= Task goal =
Return only this: the line with "Expected: for every instance of the hedge, the" and all the lines that follow it below, through the final one, exactly as they are.

[Records of labeled points]
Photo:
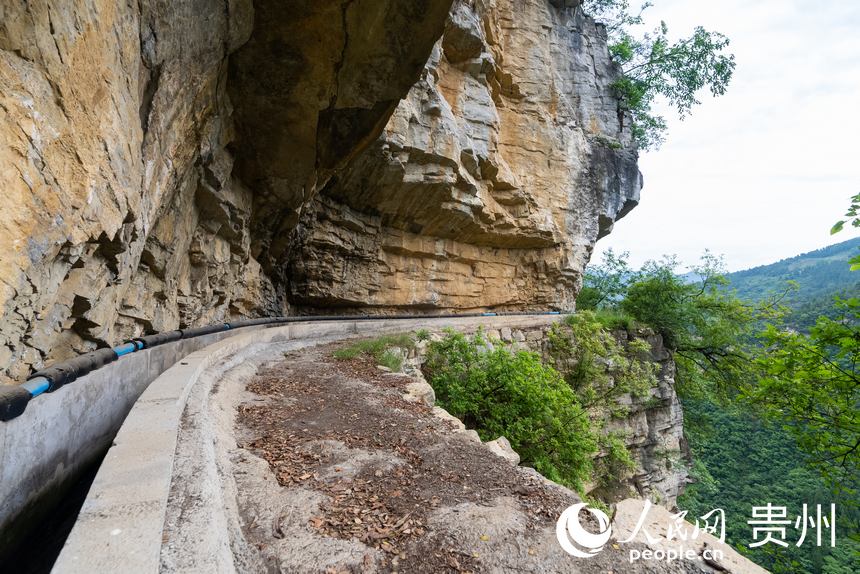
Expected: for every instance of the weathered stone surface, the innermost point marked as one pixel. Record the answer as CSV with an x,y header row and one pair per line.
x,y
124,213
162,162
491,181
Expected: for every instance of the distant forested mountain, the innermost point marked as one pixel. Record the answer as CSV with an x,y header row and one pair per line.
x,y
820,276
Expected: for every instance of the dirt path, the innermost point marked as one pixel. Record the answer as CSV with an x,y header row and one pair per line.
x,y
357,479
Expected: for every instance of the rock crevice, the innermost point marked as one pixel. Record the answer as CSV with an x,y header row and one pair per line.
x,y
168,165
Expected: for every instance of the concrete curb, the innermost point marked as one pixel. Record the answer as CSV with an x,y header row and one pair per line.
x,y
122,520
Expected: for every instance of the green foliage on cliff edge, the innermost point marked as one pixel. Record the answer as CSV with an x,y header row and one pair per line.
x,y
500,393
655,67
771,412
550,409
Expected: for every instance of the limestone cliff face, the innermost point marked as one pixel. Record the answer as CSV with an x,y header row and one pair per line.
x,y
491,181
169,164
123,211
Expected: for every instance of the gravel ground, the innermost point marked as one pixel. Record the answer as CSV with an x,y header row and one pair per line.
x,y
337,472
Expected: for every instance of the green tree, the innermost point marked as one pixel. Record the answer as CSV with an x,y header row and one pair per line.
x,y
705,325
811,384
605,284
853,215
653,66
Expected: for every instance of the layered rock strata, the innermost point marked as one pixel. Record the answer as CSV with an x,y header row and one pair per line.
x,y
492,180
172,164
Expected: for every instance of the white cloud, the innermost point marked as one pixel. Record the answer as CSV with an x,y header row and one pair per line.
x,y
762,172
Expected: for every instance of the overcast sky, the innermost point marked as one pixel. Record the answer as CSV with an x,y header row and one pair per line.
x,y
762,172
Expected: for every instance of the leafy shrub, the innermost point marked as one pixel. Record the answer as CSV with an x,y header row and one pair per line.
x,y
597,367
497,392
379,349
616,460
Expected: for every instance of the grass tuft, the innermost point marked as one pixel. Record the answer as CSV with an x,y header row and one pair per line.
x,y
379,348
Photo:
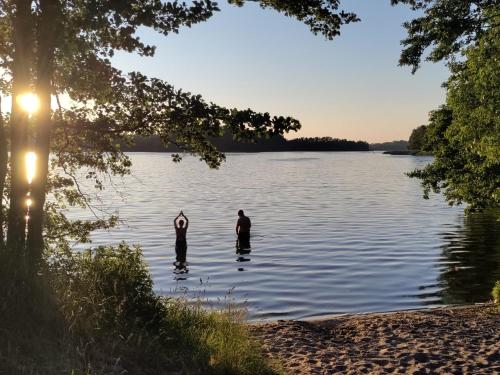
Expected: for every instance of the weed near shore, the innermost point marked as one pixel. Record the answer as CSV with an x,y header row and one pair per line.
x,y
96,312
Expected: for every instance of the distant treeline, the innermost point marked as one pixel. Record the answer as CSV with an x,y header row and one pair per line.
x,y
226,143
401,145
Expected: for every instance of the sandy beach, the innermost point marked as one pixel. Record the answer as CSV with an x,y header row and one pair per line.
x,y
454,340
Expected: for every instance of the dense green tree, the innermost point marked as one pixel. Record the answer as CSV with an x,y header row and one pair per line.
x,y
63,47
416,140
446,27
464,135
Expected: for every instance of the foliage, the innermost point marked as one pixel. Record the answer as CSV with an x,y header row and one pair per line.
x,y
495,293
320,15
416,141
446,26
464,135
96,313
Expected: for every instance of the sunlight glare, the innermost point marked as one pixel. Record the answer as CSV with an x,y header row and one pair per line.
x,y
29,102
30,166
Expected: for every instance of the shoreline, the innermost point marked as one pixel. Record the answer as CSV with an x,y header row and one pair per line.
x,y
459,339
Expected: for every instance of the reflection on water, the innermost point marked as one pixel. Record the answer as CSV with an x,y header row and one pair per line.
x,y
472,259
181,270
332,232
243,249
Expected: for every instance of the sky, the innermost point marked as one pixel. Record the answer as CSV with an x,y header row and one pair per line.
x,y
350,87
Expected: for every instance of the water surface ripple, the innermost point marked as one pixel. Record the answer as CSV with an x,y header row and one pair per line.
x,y
332,233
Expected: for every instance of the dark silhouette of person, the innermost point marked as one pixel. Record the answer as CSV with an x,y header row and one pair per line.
x,y
243,226
180,237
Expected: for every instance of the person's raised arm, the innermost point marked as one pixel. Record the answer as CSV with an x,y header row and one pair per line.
x,y
175,220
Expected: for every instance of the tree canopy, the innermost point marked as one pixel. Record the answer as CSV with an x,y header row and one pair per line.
x,y
446,27
416,141
464,134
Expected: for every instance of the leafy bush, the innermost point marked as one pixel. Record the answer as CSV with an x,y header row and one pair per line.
x,y
495,293
95,312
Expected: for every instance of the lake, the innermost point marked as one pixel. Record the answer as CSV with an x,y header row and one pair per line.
x,y
332,233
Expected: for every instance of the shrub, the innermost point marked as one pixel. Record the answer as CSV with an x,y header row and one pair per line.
x,y
495,293
96,312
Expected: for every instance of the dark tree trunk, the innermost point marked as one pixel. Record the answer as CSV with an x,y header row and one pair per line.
x,y
46,37
22,43
4,159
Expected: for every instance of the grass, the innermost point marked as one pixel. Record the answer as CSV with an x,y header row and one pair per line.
x,y
96,312
495,293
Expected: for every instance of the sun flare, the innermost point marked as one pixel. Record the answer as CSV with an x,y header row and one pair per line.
x,y
29,102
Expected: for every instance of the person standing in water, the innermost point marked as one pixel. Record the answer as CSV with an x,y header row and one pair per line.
x,y
180,237
243,229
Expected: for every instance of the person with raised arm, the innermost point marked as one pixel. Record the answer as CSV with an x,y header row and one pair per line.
x,y
180,237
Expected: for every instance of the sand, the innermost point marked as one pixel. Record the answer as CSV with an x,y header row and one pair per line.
x,y
457,340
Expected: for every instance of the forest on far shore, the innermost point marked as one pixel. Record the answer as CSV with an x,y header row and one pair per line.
x,y
226,143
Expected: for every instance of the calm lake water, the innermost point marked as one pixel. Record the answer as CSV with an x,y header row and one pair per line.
x,y
332,233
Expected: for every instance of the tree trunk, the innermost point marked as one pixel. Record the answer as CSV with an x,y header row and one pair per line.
x,y
46,37
22,43
4,159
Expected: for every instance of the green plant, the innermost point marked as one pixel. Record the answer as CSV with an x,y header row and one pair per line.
x,y
96,312
495,293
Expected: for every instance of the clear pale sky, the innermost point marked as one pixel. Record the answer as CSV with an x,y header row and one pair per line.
x,y
350,87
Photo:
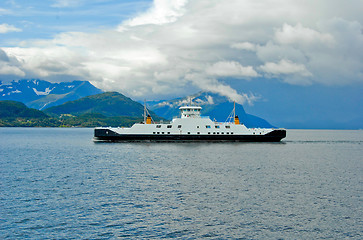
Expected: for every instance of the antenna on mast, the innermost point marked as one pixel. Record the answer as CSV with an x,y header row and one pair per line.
x,y
144,110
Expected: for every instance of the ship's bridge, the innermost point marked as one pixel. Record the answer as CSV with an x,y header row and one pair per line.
x,y
190,111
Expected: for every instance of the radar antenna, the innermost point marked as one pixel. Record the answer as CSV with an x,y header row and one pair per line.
x,y
232,115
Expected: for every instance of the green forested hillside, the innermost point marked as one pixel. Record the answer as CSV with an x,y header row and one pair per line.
x,y
16,114
13,109
109,104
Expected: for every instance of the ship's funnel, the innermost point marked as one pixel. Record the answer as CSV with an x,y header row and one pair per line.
x,y
148,119
236,120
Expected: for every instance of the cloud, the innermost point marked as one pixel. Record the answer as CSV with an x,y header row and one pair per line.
x,y
66,3
177,47
9,66
161,12
302,35
244,46
230,69
285,67
5,28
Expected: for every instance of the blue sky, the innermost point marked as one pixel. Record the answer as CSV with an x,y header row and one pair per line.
x,y
168,48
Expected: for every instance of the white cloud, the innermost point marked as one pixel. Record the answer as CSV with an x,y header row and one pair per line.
x,y
5,28
230,69
244,46
5,69
161,12
66,3
302,35
285,67
180,46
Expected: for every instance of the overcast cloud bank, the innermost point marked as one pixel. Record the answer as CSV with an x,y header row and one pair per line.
x,y
176,45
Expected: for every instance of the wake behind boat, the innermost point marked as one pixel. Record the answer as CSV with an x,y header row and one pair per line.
x,y
190,126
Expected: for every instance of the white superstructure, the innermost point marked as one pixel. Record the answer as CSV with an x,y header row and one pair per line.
x,y
191,123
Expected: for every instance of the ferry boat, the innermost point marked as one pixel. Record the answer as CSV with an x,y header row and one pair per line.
x,y
190,126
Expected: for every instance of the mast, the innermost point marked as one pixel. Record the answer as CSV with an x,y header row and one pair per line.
x,y
144,110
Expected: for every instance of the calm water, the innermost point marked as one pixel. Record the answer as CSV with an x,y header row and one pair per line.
x,y
58,184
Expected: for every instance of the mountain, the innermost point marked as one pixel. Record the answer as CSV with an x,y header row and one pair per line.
x,y
109,104
41,94
213,105
13,109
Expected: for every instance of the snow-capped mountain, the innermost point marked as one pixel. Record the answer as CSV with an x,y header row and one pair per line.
x,y
213,105
41,94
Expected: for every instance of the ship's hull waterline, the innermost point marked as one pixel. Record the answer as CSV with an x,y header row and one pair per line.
x,y
107,134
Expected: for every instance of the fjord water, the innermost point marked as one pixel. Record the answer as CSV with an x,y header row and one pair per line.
x,y
59,184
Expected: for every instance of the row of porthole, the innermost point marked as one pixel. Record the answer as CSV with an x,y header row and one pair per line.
x,y
197,133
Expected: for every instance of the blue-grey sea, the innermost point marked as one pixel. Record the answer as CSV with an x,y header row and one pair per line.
x,y
58,184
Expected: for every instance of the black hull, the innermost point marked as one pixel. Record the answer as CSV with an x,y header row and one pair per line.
x,y
109,135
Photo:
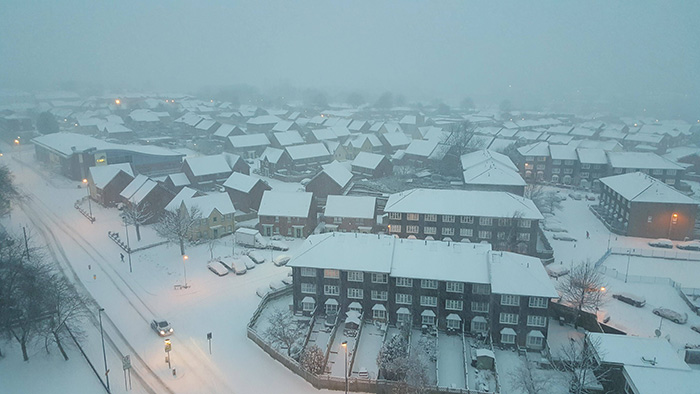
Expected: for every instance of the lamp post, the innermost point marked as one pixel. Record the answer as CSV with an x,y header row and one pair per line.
x,y
345,346
88,195
104,353
184,266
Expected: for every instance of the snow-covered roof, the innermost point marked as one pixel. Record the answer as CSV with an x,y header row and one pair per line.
x,y
241,182
207,165
536,149
288,204
307,151
641,160
367,160
249,140
102,175
338,173
459,262
463,203
291,137
629,350
184,194
640,187
520,275
351,207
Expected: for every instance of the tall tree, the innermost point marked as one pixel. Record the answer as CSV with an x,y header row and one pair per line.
x,y
46,123
582,289
175,226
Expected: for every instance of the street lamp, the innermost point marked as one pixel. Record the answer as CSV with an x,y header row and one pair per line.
x,y
88,195
104,354
184,266
345,347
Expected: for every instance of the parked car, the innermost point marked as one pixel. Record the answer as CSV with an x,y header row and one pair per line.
x,y
690,245
671,315
631,299
256,256
162,327
217,267
281,260
661,243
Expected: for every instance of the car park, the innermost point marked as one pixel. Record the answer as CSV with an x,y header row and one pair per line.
x,y
162,327
631,299
281,260
661,243
217,267
670,314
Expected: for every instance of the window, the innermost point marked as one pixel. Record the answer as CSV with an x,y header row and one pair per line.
x,y
356,276
508,318
537,302
308,288
466,232
455,287
536,321
428,284
478,288
379,278
355,293
308,272
481,307
404,298
331,290
379,295
428,301
507,338
454,305
334,274
507,299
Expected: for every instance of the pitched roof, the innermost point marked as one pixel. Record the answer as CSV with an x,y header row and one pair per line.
x,y
288,204
463,203
640,187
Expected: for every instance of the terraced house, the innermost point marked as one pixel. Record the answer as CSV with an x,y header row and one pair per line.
x,y
505,220
448,285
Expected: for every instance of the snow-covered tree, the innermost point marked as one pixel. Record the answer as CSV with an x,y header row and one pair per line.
x,y
175,226
582,289
313,360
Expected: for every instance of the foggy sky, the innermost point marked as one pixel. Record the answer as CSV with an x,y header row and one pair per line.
x,y
515,49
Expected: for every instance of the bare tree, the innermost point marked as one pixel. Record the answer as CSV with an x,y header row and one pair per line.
x,y
136,215
175,226
284,330
582,289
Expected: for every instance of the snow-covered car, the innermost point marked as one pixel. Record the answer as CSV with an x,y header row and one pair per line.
x,y
690,245
281,260
256,256
162,327
631,299
661,243
217,267
671,315
278,245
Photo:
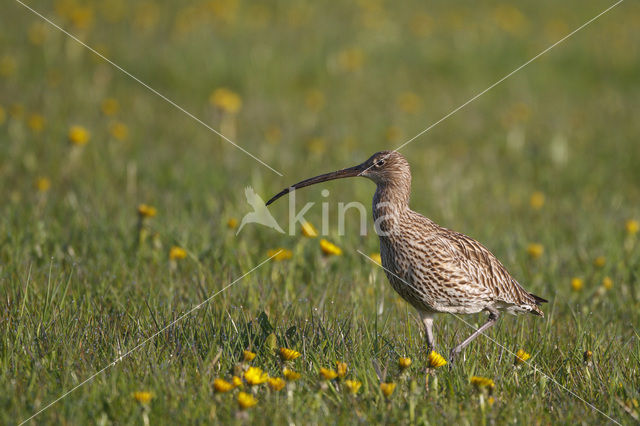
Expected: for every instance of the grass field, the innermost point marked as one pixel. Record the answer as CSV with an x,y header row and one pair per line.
x,y
543,170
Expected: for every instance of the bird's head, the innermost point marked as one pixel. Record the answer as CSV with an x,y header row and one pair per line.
x,y
384,168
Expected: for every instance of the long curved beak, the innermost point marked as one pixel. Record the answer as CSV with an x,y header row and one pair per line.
x,y
344,173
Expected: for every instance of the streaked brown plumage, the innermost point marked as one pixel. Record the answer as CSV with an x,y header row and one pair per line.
x,y
433,268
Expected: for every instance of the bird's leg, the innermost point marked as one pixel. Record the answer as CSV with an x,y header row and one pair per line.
x,y
427,320
493,318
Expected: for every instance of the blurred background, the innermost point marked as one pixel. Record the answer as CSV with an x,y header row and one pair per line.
x,y
543,169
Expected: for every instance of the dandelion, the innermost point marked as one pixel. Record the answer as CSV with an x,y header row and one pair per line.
x,y
78,135
248,355
142,397
226,100
276,383
176,253
119,130
341,369
387,388
288,354
236,381
43,184
535,250
308,230
577,284
481,383
222,386
330,248
435,360
353,386
404,363
314,100
110,107
536,201
36,123
521,357
246,400
255,376
290,375
328,374
145,211
280,254
409,102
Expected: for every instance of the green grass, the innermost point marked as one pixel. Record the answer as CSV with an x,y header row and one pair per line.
x,y
78,291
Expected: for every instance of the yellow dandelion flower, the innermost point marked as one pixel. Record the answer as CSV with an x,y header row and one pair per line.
x,y
176,253
536,201
535,250
78,135
435,360
480,382
142,397
43,184
314,100
36,123
226,100
341,368
222,386
246,400
404,363
308,230
577,284
276,383
290,375
521,357
387,388
353,386
330,248
145,211
119,130
110,107
409,102
328,374
8,65
288,354
255,376
280,254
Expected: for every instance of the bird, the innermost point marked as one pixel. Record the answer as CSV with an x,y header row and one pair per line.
x,y
435,269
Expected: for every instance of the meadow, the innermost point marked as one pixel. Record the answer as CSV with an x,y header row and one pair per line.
x,y
119,212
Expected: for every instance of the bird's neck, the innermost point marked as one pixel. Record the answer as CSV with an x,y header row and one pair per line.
x,y
390,202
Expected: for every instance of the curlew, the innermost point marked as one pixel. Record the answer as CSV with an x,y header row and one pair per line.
x,y
433,268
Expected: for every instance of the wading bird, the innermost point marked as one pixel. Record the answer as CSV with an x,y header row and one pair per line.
x,y
433,268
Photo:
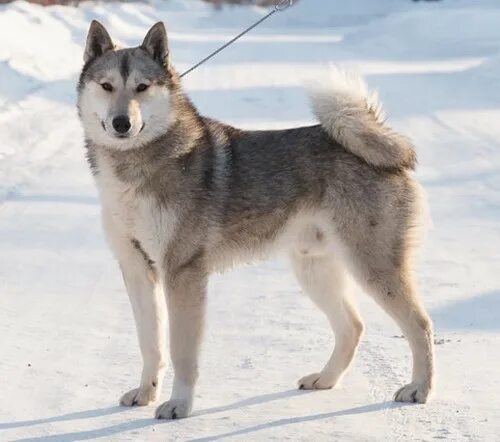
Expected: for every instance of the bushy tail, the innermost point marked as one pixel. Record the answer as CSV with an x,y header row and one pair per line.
x,y
352,116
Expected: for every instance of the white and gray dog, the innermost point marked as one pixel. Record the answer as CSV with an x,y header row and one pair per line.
x,y
183,196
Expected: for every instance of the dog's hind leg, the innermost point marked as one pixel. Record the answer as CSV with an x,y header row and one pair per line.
x,y
393,287
328,285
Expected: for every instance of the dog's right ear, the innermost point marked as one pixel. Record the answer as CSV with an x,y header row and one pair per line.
x,y
98,42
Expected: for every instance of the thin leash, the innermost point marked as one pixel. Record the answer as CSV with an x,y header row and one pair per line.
x,y
279,7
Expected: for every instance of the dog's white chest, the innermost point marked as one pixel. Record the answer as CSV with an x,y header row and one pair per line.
x,y
135,216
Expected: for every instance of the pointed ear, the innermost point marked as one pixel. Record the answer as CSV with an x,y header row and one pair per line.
x,y
156,43
98,41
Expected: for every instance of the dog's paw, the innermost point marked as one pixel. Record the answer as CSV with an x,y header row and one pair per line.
x,y
139,396
174,409
315,381
414,392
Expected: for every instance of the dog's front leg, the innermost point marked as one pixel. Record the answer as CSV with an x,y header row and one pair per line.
x,y
150,318
149,311
186,287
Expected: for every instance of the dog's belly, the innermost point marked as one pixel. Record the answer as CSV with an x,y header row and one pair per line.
x,y
306,234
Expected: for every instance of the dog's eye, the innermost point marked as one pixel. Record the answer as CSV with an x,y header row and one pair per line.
x,y
142,87
107,87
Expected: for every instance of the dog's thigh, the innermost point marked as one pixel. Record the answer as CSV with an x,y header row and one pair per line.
x,y
393,287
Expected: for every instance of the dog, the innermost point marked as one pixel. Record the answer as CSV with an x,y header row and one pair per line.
x,y
183,196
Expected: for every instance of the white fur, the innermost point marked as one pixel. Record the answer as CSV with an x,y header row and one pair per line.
x,y
353,116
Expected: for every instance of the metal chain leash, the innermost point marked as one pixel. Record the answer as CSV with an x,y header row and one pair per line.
x,y
279,7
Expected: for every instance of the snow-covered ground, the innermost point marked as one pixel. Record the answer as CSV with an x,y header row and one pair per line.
x,y
67,340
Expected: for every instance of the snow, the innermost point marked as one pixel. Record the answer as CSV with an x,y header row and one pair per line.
x,y
68,348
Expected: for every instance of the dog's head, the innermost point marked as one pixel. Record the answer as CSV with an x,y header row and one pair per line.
x,y
124,94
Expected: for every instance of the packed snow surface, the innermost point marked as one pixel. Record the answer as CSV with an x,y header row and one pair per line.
x,y
67,339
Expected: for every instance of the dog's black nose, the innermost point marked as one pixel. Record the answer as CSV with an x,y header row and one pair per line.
x,y
121,124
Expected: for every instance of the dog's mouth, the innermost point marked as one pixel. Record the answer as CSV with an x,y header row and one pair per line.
x,y
122,135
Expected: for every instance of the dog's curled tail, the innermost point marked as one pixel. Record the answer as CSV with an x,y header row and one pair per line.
x,y
353,116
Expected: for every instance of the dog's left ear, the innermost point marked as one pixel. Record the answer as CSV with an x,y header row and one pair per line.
x,y
156,43
98,41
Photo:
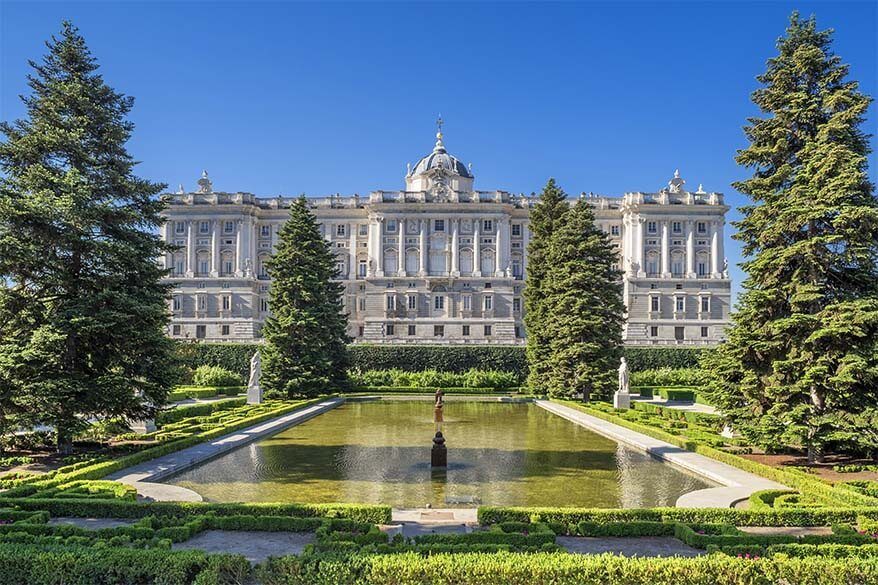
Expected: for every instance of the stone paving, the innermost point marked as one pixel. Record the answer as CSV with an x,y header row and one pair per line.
x,y
647,546
255,546
737,484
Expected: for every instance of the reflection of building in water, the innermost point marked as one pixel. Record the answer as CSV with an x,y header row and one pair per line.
x,y
647,486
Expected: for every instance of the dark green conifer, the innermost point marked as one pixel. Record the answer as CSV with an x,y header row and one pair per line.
x,y
584,311
802,348
83,308
306,334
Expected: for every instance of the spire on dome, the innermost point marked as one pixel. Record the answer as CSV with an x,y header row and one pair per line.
x,y
440,147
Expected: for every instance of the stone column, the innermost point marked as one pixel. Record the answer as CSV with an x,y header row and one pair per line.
x,y
455,256
400,227
690,249
640,227
190,249
477,246
379,257
168,238
666,269
214,249
423,245
352,252
239,250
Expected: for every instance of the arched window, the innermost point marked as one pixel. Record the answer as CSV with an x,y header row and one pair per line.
x,y
466,261
487,262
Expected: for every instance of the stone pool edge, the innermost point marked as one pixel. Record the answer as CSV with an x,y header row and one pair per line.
x,y
144,476
737,484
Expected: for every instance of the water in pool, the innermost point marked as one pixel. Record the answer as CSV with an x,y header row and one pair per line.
x,y
498,454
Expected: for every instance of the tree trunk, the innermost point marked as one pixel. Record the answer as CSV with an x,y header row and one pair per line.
x,y
64,442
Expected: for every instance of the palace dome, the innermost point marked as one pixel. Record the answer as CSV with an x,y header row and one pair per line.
x,y
440,159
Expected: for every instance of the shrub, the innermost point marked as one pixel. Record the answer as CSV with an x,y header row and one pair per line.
x,y
215,376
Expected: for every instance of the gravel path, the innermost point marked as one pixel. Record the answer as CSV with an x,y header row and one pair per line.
x,y
651,546
254,545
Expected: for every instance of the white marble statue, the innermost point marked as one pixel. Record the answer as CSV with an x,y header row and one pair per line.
x,y
254,390
622,399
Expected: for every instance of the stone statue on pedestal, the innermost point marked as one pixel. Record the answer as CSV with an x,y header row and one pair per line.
x,y
254,390
622,399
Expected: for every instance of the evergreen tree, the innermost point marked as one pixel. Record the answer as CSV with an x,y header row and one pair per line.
x,y
306,334
83,309
550,208
802,348
584,312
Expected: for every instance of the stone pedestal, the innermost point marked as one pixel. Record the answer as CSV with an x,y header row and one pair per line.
x,y
439,453
254,394
142,427
621,400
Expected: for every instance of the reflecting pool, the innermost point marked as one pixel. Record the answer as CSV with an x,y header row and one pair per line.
x,y
510,454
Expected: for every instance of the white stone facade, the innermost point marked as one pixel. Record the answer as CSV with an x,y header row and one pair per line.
x,y
442,263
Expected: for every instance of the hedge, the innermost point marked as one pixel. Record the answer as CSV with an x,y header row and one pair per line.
x,y
738,517
448,358
504,568
47,565
86,508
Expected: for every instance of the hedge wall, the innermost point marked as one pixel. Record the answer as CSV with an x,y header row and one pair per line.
x,y
445,358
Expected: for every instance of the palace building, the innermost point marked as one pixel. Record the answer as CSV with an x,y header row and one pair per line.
x,y
440,262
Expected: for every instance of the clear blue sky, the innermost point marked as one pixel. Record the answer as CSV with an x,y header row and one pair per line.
x,y
282,97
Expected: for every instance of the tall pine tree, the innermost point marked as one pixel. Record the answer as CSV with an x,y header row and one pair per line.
x,y
306,334
550,208
802,348
83,309
584,312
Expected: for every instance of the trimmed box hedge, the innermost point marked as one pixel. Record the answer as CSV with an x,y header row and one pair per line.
x,y
505,568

= Solution for this task =
Expected: for every instance of the hedge, the innermost point marked as one pixel. Record the answer as CSV with an x,y header row and one pair per line.
x,y
738,517
448,358
504,568
47,565
86,508
Expected: for every instance of the hedge wall, the innermost point marked as one pixel. Record the answer as CSV with an x,y header row and one pair per line.
x,y
445,358
Expected: for every instance of the palace building, the innermost point marked as one pixel. Record the answer as CSV with an x,y header row and one pair per line.
x,y
440,262
Expected: for every instance of the clear blue sky, the innermost point marked as one pixel. Record the answer as CSV with an x,y header row and one pair per line.
x,y
282,97
Expected: for every instance of the tall pine tree, the innermost point marked as one pixel. Record the answer as CSV with an x,y header row and one pair per line.
x,y
306,334
550,208
802,348
83,309
584,312
Expected: for every instance of the trimmed box hedge, the innermost point marked as one pixel. Record the answer as CSV with an x,y header row and one pair per line.
x,y
505,568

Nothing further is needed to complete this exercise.